* _TEXT TO READ_
++++++++

I would recommend checking out some open source disassemblers, preferably distorm and especially "disOps (Instructions Sets DataBase)" (ctrl+find it on the page).
The documentation itself is full of juicy information about opcodes and instructions.
Quote from http://ragestorm.net/distorm/vol1.html:
80x86 Instruction:
A 80x86 instruction is divided to a
number of elements:
- Instruction prefixes, affects the behaviour of the instruction's
operation.
- Mandatory prefix used as an opcode byte for SSE instructions.
- Opcode bytes, could be one or more bytes (up to 3 whole bytes).
- ModR/M byte is optional and sometimes could contain a part of the
opcode itself.
- SIB byte is optional and represents complex memory indirection
forms.
- Displacement is optional and it is a value of a varying size of
bytes(byte, word, long) and used as an
offset.
- Immediate is optional and it is used as a general number value built
from a varying size of bytes(byte,
word, long).

++++++++

* _PROBLEM A_
The post about the 80x86 instruction format lists the components an instruction is divided into. Name every one of them.
* _PROBLEM B_
Extend the post about the 80x86 instruction format onward from its final line.

++++++++

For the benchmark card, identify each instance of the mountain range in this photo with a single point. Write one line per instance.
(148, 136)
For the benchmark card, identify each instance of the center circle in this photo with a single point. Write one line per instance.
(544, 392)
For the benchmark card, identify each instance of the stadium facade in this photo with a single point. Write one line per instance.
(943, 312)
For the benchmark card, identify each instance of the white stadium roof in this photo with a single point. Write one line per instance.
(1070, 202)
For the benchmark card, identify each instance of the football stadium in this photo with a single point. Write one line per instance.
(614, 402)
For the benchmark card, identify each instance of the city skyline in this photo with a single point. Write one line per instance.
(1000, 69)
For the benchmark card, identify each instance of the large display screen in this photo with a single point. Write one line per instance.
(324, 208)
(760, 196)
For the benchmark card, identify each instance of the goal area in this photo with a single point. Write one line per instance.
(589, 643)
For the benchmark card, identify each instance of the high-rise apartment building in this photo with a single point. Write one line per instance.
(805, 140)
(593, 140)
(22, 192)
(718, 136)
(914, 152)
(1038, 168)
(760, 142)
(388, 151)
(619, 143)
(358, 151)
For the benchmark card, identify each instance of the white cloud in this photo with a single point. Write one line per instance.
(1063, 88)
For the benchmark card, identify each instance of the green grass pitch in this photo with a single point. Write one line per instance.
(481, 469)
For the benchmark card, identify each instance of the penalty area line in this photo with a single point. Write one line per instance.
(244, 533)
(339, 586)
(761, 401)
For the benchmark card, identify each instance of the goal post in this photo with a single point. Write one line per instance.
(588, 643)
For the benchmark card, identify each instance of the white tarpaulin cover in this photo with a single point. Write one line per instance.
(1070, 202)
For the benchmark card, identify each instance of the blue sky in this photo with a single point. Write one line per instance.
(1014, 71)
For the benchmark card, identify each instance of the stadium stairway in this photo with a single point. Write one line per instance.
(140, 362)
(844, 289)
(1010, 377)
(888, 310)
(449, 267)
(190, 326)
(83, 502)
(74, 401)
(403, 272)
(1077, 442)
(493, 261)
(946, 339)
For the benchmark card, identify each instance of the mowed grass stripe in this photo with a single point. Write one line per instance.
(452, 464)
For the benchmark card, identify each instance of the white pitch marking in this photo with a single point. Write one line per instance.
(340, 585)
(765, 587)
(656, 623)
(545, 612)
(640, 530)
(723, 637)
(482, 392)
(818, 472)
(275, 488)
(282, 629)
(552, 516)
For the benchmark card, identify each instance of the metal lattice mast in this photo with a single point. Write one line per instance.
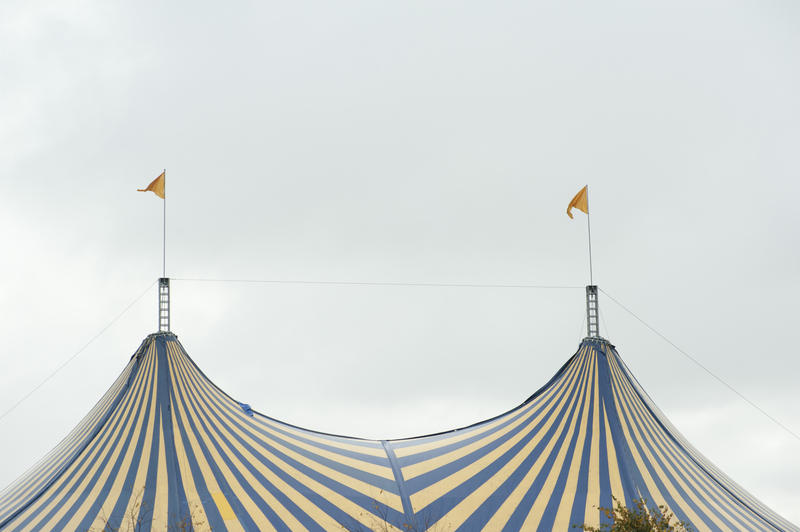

++++++++

* _TASK ANSWER A_
- Instruction prefixes
- Mandatory prefix
- Opcode bytes
- ModR/M byte
- SIB byte
- Displacement
- Immediate

* _TASK ANSWER B_
The format looks as follows:
/-------------------------------------------------------------------------------------------------------------------------------------------\
|*Prefixes | *Mandatory Prefix | *REX Prefix | Opcode Bytes | *ModR/M | *SIB | *Displacement (1,2 or 4 bytes) | *Immediate (1,2 or 4 bytes) |
\-------------------------------------------------------------------------------------------------------------------------------------------/
* means the element is optional.
The data structures and decoding phases are explained in http://ragestorm.net/distorm/vol2.html
Quote:
Decoding Phases
- [Prefixes]
- [Fetch Opcode]
- [Filter Opcode]
- [Extract Operand(s)]
- [Text Formatting]
- [Hex Dump]
- [Decoded Instruction]
Each step is explained also.